### Page extract
★ ★ ★ ★

Return on Investment (ROI) Calculator
Compute the simple or annualized return on investment (ROI) for any business or personal investment, including all upfront and ongoing costs. Use it to rank projects, compare marketing channels, or sanity-check whether a deal beats your hurdle rate.
About this calculator
ROI expresses how much profit an investment generated relative to what was actually spent to produce that profit. Simple ROI = ((Final Value − Initial Investment − Additional Costs) / (Initial Investment + Additional Costs)) × 100 — a percentage that ignores how long the money was tied up. Annualized ROI = ((Final Value / (Initial Investment + Additional Costs))^(1 / Years) − 1) × 100 — the geometric per-year rate that would have produced the same end value, mathematically equivalent to CAGR on the total cost basis. The "Additional Costs" field exists because real investments rarely involve a single line-item: installation, training, maintenance, sunk advisory fees and post-purchase marketing all consume cash and must be included in the denominator or ROI will look better than reality. Edge cases: a final value below total cost gives a negative ROI; an Additional Costs entry equal to the negative of Initial Investment produces division by zero; and very short holding periods make annualized ROI extremely sensitive — annualizing a 10% gain over one month implies a ~214% yearly rate, which is almost never sustainable. ROI deliberately ignores risk and the time value of money, so use NPV or IRR when those matter.
How to use
Example 1 — Equipment purchase, simple ROI. You spend $25,000 on a CNC machine and another $3,000 on installation. Three years later you have generated $42,000 in incremental profit from the machine. Select Simple ROI, enter 25000, 42000, 3 (years), and 3000. Step 1: total cost = 25,000 + 3,000 = $28,000. Step 2: net gain = 42,000 − 28,000 = $14,000. Step 3: 14,000 / 28,000 = 0.50 → 50% total ROI. Verify: $14k profit on a $28k cost basis ✓. Example 2 — Marketing campaign, annualized. You spend $8,000 on a 2-year content marketing program that ultimately drives $14,000 in attributed revenue, with no extra costs. Select Annualized ROI, enter 8000, 14000, 2, and 0. Step 1: ratio = 14,000 / 8,000 = 1.75. Step 2: 1.75^(1/2) = 1.323. Step 3: (1.323 − 1) × 100 ≈ 32.3% per year. Verify: $8,000 × 1.323 × 1.323 ≈ $14,003 ✓. Compare against your weighted average cost of capital — anything above ~10–12% beats most public-equity benchmarks.

★ ★ ★ ★

### Provided material
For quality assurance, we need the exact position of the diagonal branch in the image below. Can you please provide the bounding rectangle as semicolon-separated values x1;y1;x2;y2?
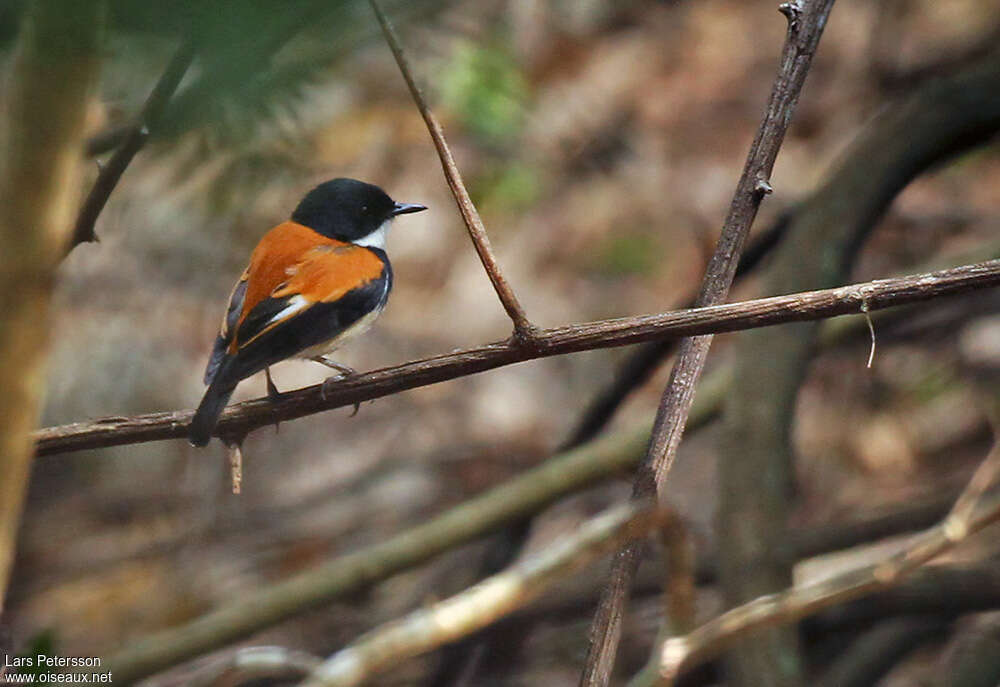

★ ★ ★ ★

### Exercise set
#1 From the ROI calculator page, write out word for word the passage that begins with the words containing "Return on Investment (ROI) Calculator" and ends with "your hurdle rate.".
#2 On the ROI calculator page, which kinds of cost are named as reasons the "Additional Costs" field exists? List every one.
#3 Pick up the ROI calculator page after its final sentence and carry it forward.

### Task-by-task outputs
#1
Return on Investment (ROI) Calculator
Compute the simple or annualized return on investment (ROI) for any business or personal investment, including all upfront and ongoing costs. Use it to rank projects, compare marketing channels, or sanity-check whether a deal beats your hurdle rate.

#2
- installation
- training
- maintenance
- sunk advisory fees
- post-purchase marketing

#3
Frequently asked questions
What is a good ROI for a business investment?
"Good" is always relative to your hurdle rate — the minimum return that justifies the risk. Many established businesses target at least 10–15% annualized ROI on internal projects, because that beats the long-run after-inflation return of US large-cap stocks (~7%). Higher-risk ventures like marketing experiments, startup investments, or new product launches usually need to clear 25–50% to compensate for the chance of total loss. Always benchmark against the opportunity cost: if your money could earn 5% in Treasuries, any project earning less than 5% destroys value. The right comparison is against the next-best alternative, not against zero.
When should I use annualized ROI instead of simple ROI?
Use annualized ROI whenever you need to compare investments with different time horizons — a 30% return over 6 months is very different from 30% over 5 years, but simple ROI hides that. Annualized ROI normalizes both onto a per-year scale (CAGR equivalent), making them directly comparable. Use simple ROI only when the holding period is the same for every option you are comparing, or when the time dimension is irrelevant (a fixed-budget marketing campaign measured at a single point). Avoid annualizing returns over very short periods (< 6 months) because the implied yearly rate becomes wildly speculative and exaggerates favourable noise.
What are the most common mistakes people make with ROI calculations?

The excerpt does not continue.